■ **PROBLEM DETAILS**: Nothing but the lines from the one containing "Target: sod roll" through the final line of the data should be repeated, and each must be exact.
━━━━━━━━
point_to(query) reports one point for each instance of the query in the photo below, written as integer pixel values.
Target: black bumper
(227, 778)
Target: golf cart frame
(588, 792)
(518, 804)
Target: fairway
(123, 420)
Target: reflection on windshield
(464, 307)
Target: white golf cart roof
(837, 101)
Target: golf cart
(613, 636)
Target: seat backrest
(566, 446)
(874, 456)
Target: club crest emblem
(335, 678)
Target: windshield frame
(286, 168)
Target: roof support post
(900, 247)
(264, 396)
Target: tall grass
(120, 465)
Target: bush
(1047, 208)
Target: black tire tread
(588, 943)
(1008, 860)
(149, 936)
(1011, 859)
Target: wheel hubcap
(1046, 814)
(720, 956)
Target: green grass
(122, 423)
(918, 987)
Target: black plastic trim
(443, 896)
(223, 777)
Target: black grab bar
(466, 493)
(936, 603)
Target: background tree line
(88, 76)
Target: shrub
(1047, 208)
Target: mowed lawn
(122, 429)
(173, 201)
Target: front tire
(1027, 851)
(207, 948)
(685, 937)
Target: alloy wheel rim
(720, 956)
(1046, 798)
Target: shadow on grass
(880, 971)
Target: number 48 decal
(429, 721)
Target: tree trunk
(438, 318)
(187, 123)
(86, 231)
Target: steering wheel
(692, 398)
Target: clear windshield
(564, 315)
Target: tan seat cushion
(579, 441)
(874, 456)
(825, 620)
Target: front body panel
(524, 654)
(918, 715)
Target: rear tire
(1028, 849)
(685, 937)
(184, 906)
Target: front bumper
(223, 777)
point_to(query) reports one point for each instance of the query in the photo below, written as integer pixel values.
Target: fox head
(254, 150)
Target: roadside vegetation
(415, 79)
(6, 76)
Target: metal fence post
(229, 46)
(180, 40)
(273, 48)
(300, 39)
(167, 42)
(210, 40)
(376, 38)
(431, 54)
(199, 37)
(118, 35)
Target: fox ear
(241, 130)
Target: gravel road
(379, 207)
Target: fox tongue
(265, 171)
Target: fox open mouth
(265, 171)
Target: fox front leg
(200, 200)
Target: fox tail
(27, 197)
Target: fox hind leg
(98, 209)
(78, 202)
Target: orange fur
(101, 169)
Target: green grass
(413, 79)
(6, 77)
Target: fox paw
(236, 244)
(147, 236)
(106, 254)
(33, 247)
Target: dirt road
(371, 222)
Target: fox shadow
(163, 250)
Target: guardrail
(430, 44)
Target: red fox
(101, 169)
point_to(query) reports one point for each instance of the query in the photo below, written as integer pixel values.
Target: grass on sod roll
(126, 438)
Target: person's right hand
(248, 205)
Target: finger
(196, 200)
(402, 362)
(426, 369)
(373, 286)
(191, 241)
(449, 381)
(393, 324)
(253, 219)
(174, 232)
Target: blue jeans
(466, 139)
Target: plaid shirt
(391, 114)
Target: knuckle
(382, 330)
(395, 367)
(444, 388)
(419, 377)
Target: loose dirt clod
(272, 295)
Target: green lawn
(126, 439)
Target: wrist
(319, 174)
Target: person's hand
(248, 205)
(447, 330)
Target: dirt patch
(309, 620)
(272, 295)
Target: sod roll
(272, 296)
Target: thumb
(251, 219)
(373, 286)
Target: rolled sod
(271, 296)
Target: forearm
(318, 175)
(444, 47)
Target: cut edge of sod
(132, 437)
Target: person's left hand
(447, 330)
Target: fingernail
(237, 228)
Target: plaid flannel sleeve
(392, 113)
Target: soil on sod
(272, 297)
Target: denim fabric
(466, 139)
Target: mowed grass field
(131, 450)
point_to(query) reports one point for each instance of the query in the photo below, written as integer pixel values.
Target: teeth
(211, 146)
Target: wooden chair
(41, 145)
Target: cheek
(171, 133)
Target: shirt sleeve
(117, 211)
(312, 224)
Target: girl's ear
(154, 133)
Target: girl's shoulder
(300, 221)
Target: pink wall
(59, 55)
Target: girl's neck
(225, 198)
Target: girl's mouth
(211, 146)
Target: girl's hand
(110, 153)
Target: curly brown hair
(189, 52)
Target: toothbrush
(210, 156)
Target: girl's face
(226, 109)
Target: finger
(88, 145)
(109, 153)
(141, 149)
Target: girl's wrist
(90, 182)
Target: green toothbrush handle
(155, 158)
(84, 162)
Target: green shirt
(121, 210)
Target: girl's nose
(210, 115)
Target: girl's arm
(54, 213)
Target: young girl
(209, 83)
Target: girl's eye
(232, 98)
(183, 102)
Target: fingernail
━━━━━━━━
■ **TASK RESULT**:
Target: sod roll
(272, 296)
Target: thumb
(251, 219)
(373, 286)
Target: rolled sod
(271, 296)
Target: forearm
(318, 175)
(444, 47)
Target: cut edge of sod
(132, 437)
Target: person's left hand
(447, 330)
Target: fingernail
(237, 228)
Target: plaid flannel sleeve
(392, 113)
Target: soil on sod
(272, 297)
Target: denim fabric
(466, 139)
Target: mowed grass field
(131, 450)
point_to(query) reports one point for each instance of the query in the photo below, written as integer pixel values.
Target: teeth
(211, 146)
Target: wooden chair
(41, 145)
Target: cheek
(171, 133)
Target: shirt sleeve
(117, 211)
(312, 224)
Target: girl's ear
(154, 133)
Target: girl's shoulder
(300, 221)
Target: pink wall
(59, 55)
Target: girl's neck
(225, 198)
Target: girl's mouth
(211, 146)
Target: girl's hand
(110, 153)
Target: curly brown hair
(189, 52)
Target: toothbrush
(210, 156)
Target: girl's face
(226, 109)
Target: finger
(88, 145)
(109, 153)
(141, 149)
Target: girl's wrist
(90, 182)
Target: green toothbrush handle
(155, 158)
(84, 162)
Target: green shirt
(121, 210)
Target: girl's nose
(210, 115)
Target: girl's arm
(54, 213)
Target: young girl
(209, 83)
Target: girl's eye
(232, 98)
(183, 102)
Target: fingernail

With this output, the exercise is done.